# Exercise 1
In the review of Saga of the Swamp Thing Book One, who drew the first Alan Moore story and who inked it?
# Exercise 2
Continue the review of Saga of the Swamp Thing Book One after its last sentence.

Friday, October 15, 2021

Saga Of The Swamp Thing - Book One!


So as it turns out, the Swamp Thing stories that had been so carefully crafted by Len Wein and Berni Wrightson and Nestor Redondo and Marty Pasko and Tom Yeates and others as well were the stories of a man who had becomes a plant. The stories told by Alan Moore and Stephen Bissette and John Totleben and others are the stories of a plant who seems to want to be something of a man. No small change that. I have long read of the impact of these stories, stories which supposedly changed the nature of comic book storytelling. I guess so, maybe, but I've never read them  until now. As it turns out I rather like them. 


The first Alan Moore story was drawn by Dan Day and inked by John Totleben (who it turns out was a key player) and it transitions the series away from the science fiction and magic intrigue yarn that Pasko and Yeates had been spinning to a more personal internalized kind of storytelling. We have to reset our players though a bit and some of them leave the board entirely. Liz Tremayne and Dennis Barclay are removed, not to live happily ever after but to live still. The Sunderland Corporation makes its move to kill the Swamp Thing and as it turns out they succeed. 


But they had not counted on the schemes of Jason Woodrue. Woodrue, better known in DC comic book circles as "The Floronic Man" is brought in by Sunderland to dissect the seemingly dead Swamp Thing but it turns out the reports of his demise were incorrect. Woodrue makes the discovery that Swamp Thing is not Alec Holland but a plant (or colony of plants rather) that wish to become Alec Holland. And since he wasn ever alive in that limited human sense, it comes as little surprise to the reader though a dreadful to General Sunderland when the Swamp Thing rises to exact his justice. 


Woodrue's plans though continue as he heads to the swamps to seek his solace in the plant world. He wants to be as the Swamp Thing is, but his self-loathing as a human (at least in part) means that he wants to gain some measure of control of "The Green", the inchoate world of plants and using them shuffle off the human race from the planet Earth. Meanwhile Abigail Arcane becomes enmeshed in his schemes even as Matt Cable slips further and further from the world as we know it. 


Woodrue's plan is to isolate human beings behind impermeable barriers of plants and then have those plants oversaturate the environment with oxygen, oxygen which will all readily catch flame. He wants to burn out the human race altogether. It's a dreadful scheme and only Swamp Thing is in a position to confront the villain. 


Even the stalwart Justice League is at a loss to know what to do as they watch helpless from their satellite as the world is covered and oxygenated. The analyze but are shown to be incapable of finding a successful course of action. The world is doomed until Swamp Thing reveals to Woodrue how little he knows of "The Green" after all. The story ends with Swamp Thing coming into full bloom in the understanding of his role on the planet. Tom Yeates has continued to provide covers for the series, but as elegant as his art is, it doesn't properly advertise the strangeness beneath those covers.

# Given information
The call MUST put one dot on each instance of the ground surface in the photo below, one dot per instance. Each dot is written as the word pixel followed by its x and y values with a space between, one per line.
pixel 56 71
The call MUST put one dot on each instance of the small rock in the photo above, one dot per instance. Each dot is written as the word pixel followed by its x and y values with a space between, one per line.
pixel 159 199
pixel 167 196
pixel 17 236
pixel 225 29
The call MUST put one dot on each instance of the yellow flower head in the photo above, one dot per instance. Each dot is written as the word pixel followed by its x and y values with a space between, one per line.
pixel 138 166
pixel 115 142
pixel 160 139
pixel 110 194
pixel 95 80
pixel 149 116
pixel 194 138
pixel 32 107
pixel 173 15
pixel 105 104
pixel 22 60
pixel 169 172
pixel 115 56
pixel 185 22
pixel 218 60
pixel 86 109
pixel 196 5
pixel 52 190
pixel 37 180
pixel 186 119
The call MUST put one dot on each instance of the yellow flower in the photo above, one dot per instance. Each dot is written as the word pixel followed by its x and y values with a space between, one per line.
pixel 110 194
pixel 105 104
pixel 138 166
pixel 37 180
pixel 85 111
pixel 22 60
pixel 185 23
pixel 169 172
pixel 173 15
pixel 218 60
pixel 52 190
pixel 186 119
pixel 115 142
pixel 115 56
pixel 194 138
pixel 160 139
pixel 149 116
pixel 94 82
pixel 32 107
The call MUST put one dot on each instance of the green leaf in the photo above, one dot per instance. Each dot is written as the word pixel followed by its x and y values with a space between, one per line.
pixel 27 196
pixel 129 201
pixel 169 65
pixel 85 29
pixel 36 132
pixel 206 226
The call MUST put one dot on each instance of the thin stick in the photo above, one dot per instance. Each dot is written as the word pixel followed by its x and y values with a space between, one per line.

# Task response 1
Dan Day drew it and John Totleben inked it.

# Task response 2
As the friendship between Abigail Arcane and Swamp Thing deepens, Matt Cable is lost utterly to demons he has little control over. He has a power which he abuses and then something changes inside him. All this and the arrival of Jason Blood, the Demon as well mark the beginning of a trio of truly terrifying tales which will involve autistic children who have peculiar insights into the dangerous world all around us. The look of the comic becomes more fluid with Bissette and Totleben handling the covers at last as Karen Berger takes over the editorial reins on the comic. 


The Demon comes to fend off a monstrous "Monkey King" wo has slipped into our universe and is ravaging the lives and souls of men and women and children. The Demon who has come to fight this evil is a powerful but sour creature, a hero from Hell who spouts poetry and is all too ready to kill. Swamp Thing rises up to stand both with and against this Demon. 


As the Demon and Swamp Thing find a way to end the threat of the Monkey King, Matt Cable loses control and after a horrific car crash becomes something utterly terrible and terrifying. The horror that Alan Moore has promised will grow even more grotesque and ugly. But that's next time. One word about the artwork by Stephen Bissette and John Totelben in these issues, it's simply magnificent. I've been a Bissette fan for many years, finding him in his post-Swamp Thing phase on his Indy comic Tyrant. His essays in sundry places about monsters and such are always ripe with information and teeming with insights. And I've learned that Totleben, an artist I'm little familiar with was very much an important player in this creation. Great stuff, potent and compelling and there is much much more to come.